[Records from a dataset]
• • •

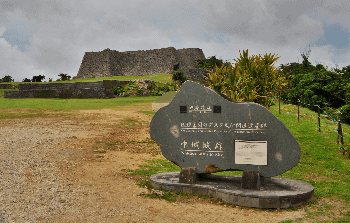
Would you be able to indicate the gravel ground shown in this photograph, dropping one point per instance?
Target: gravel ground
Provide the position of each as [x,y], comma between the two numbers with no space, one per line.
[29,181]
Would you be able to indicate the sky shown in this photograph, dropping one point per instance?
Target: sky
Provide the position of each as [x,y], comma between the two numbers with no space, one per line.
[49,37]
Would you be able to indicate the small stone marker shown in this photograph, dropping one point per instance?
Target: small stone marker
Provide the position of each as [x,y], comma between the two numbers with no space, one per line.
[203,131]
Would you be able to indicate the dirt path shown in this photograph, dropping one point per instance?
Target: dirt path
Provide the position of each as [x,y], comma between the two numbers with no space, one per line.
[74,178]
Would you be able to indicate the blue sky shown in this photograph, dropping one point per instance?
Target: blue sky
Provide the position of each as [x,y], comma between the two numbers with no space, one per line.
[49,37]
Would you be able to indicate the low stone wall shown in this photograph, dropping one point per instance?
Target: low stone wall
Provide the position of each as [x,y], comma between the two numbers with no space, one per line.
[62,90]
[8,86]
[66,93]
[198,74]
[113,83]
[60,86]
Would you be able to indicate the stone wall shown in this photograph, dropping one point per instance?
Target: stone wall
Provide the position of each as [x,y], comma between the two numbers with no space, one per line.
[62,90]
[68,93]
[138,63]
[8,86]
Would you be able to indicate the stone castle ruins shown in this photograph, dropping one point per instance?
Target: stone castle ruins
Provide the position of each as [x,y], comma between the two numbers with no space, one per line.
[138,63]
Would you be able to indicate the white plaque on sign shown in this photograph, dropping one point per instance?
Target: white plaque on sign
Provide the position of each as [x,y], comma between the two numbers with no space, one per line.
[251,152]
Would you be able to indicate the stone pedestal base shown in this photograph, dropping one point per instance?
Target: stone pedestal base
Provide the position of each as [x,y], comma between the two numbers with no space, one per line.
[253,181]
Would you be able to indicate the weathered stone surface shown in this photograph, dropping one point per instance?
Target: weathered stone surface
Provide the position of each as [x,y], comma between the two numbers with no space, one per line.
[202,129]
[188,175]
[168,97]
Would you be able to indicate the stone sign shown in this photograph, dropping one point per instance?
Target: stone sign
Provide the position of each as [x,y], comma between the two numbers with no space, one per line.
[206,132]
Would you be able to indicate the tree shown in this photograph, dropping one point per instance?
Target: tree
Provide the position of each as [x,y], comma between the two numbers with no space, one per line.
[7,79]
[64,77]
[38,78]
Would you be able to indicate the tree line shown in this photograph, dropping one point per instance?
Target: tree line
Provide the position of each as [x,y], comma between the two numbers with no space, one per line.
[40,78]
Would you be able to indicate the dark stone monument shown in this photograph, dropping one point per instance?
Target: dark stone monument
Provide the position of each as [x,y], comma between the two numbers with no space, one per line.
[203,132]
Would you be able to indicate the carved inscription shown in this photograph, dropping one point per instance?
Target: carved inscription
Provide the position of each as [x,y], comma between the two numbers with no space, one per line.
[195,148]
[251,152]
[223,127]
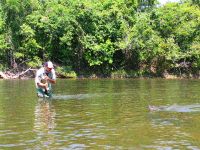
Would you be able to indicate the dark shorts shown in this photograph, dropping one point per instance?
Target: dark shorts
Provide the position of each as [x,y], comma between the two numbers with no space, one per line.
[41,93]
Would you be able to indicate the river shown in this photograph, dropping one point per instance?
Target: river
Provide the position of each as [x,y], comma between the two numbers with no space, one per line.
[101,114]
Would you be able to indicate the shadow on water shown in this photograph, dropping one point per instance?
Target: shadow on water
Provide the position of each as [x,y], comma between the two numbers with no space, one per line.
[176,108]
[76,96]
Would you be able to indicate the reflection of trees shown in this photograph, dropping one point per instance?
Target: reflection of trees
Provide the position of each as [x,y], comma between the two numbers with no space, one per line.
[44,123]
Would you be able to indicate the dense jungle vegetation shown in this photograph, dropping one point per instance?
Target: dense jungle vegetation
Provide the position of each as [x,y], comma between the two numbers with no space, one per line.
[125,38]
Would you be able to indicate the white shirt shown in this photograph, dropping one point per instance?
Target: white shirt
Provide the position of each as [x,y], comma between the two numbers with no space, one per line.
[41,73]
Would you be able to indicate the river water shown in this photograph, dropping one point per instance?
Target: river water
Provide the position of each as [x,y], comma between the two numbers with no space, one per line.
[101,114]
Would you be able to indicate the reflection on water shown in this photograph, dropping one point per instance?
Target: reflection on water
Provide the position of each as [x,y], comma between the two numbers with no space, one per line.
[176,108]
[101,114]
[76,96]
[44,123]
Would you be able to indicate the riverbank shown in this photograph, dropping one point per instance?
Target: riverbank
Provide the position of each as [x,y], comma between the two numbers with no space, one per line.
[121,74]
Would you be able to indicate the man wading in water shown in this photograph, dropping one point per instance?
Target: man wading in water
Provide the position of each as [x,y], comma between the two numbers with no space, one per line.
[45,76]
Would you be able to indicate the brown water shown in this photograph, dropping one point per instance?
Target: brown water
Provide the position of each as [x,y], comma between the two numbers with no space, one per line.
[101,114]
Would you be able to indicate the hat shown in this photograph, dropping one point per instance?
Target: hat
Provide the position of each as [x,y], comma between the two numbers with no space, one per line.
[49,64]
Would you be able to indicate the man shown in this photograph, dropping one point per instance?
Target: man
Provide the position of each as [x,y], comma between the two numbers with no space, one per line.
[45,76]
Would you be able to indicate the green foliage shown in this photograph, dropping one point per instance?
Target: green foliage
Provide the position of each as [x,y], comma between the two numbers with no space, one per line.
[66,72]
[101,36]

• • •

Try it>
For the string "weathered", go through the entries above and copy each line where it occurs.

Written response>
Would you be able to indicate the weathered stone surface shown in this photograph, dropping one point per instance?
Target: weathered stone surface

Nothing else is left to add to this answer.